++++ Passage ++++
Natural History of Cervical Degenerative Spondylolisthesis.

Spine (Phila Pa 1976). 2018 Jun 26. doi: 10.1097/BRS.0000000000002764. [Epub ahead of print]

Natural History of Cervical Degenerative Spondylolisthesis.

Abstract

STUDY DESIGN:

Retrospective observational and case-control study OBJECTIVE.: To determine the risk factors for progression of degenerative listhesis by comparing patients with and without progression at greater than five-year follow-up.

SUMMARY OF BACKGROUND DATA:

The previous study with two to seven-year follow-up showed that degenerative spondylolisthesis of the cervical spine did not progress. Longer-term follow-up may reveal that these patients actually do progress over time.

METHODS:

We identified two hundred eighteen patients with greater than 5-year follow-up without surgery. They were categorized as either having or not having cervical spondylolisthesis. We defined spondylolisthesis as the presence of greater than 2 mm of translation in standing neutral lateral radiographs of the cervical spine at the initial evaluation. The control group at baseline was those without spondylolisthesis. Progression of translation was defined as greater than 2 mm of additional translation on the final standing neutral radiograph.
++++
• [Work to complete]:
a) According to the abstract on cervical degenerative spondylolisthesis, why did the study follow patients for more than five years?
b) Answer these questions from the abstract on cervical degenerative spondylolisthesis.
(i) How many patients without surgery did the authors identify?
(ii) How much translation on the initial radiographs counted as spondylolisthesis?
(iii) How long was the follow-up in the previous study?
c) Reproduce the text of the abstract on cervical degenerative spondylolisthesis, starting at "The previous study" and ending at "progress over time.".
++++ Data records ++++
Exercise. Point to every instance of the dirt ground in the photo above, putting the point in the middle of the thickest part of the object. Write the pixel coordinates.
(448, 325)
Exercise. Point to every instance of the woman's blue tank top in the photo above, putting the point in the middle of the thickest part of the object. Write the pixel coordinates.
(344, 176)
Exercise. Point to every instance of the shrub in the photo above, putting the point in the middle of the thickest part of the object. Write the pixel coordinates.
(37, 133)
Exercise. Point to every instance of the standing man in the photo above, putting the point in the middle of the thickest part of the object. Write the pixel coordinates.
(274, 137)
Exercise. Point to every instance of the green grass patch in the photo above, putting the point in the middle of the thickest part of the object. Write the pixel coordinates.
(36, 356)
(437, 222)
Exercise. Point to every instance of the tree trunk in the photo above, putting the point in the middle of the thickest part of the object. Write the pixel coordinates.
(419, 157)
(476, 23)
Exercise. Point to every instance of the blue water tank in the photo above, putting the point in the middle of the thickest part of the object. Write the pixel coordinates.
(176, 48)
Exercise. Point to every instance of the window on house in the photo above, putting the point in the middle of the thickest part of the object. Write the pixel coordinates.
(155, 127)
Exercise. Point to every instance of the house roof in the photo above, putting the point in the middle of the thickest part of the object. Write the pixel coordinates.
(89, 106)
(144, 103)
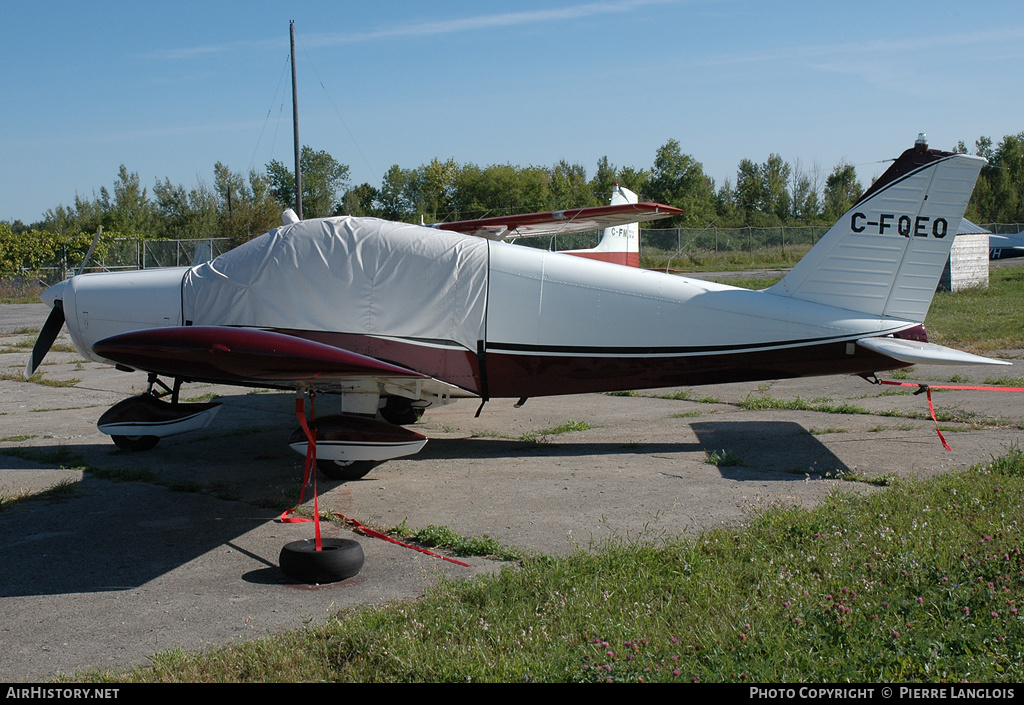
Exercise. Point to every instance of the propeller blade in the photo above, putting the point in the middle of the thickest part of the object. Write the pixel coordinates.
(46, 337)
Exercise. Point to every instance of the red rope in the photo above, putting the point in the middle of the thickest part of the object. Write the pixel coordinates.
(310, 467)
(928, 389)
(311, 470)
(384, 537)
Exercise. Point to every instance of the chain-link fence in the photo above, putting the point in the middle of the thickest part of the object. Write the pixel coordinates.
(131, 253)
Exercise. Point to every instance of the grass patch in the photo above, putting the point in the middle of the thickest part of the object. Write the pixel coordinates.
(919, 583)
(536, 437)
(208, 397)
(38, 378)
(444, 537)
(16, 439)
(759, 402)
(724, 458)
(980, 320)
(62, 491)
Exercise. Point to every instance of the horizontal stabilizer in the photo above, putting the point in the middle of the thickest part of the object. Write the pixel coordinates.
(561, 221)
(918, 353)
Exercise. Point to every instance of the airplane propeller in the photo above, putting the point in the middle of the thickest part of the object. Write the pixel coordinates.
(56, 318)
(46, 337)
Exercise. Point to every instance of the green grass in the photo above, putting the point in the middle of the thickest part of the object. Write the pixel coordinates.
(724, 458)
(536, 437)
(981, 320)
(444, 537)
(922, 582)
(39, 379)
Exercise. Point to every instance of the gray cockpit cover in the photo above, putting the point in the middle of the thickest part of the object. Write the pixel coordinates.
(347, 275)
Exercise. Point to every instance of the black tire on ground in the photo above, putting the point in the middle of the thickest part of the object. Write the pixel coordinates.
(400, 412)
(339, 469)
(338, 560)
(133, 444)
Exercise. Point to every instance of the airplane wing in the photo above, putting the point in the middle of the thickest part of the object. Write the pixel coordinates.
(243, 356)
(918, 353)
(572, 220)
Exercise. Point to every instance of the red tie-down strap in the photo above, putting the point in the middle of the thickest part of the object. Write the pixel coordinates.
(928, 389)
(311, 470)
(310, 465)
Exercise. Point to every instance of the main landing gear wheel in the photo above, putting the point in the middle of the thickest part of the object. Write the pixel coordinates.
(134, 444)
(345, 470)
(338, 560)
(400, 411)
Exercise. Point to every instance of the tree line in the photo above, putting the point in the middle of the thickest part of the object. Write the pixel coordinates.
(241, 206)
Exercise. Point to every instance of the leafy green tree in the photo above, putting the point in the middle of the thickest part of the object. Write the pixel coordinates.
(501, 189)
(569, 188)
(132, 213)
(360, 201)
(185, 214)
(432, 188)
(678, 179)
(842, 191)
(604, 180)
(394, 201)
(323, 180)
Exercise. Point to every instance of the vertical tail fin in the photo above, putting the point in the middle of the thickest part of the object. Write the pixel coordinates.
(886, 254)
(620, 244)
++++
• [Expected outputs]:
a) An earlier study with two to seven years of follow-up found that cervical degenerative spondylolisthesis did not progress. The authors reasoned that a longer follow-up might show that these patients do in fact progress over time.

b)
(i) Two hundred eighteen patients.
(ii) Greater than 2 mm of translation on standing neutral lateral radiographs of the cervical spine.
(iii) Two to seven years.

c)
The previous study with two to seven-year follow-up showed that degenerative spondylolisthesis of the cervical spine did not progress. Longer-term follow-up may reveal that these patients actually do progress over time.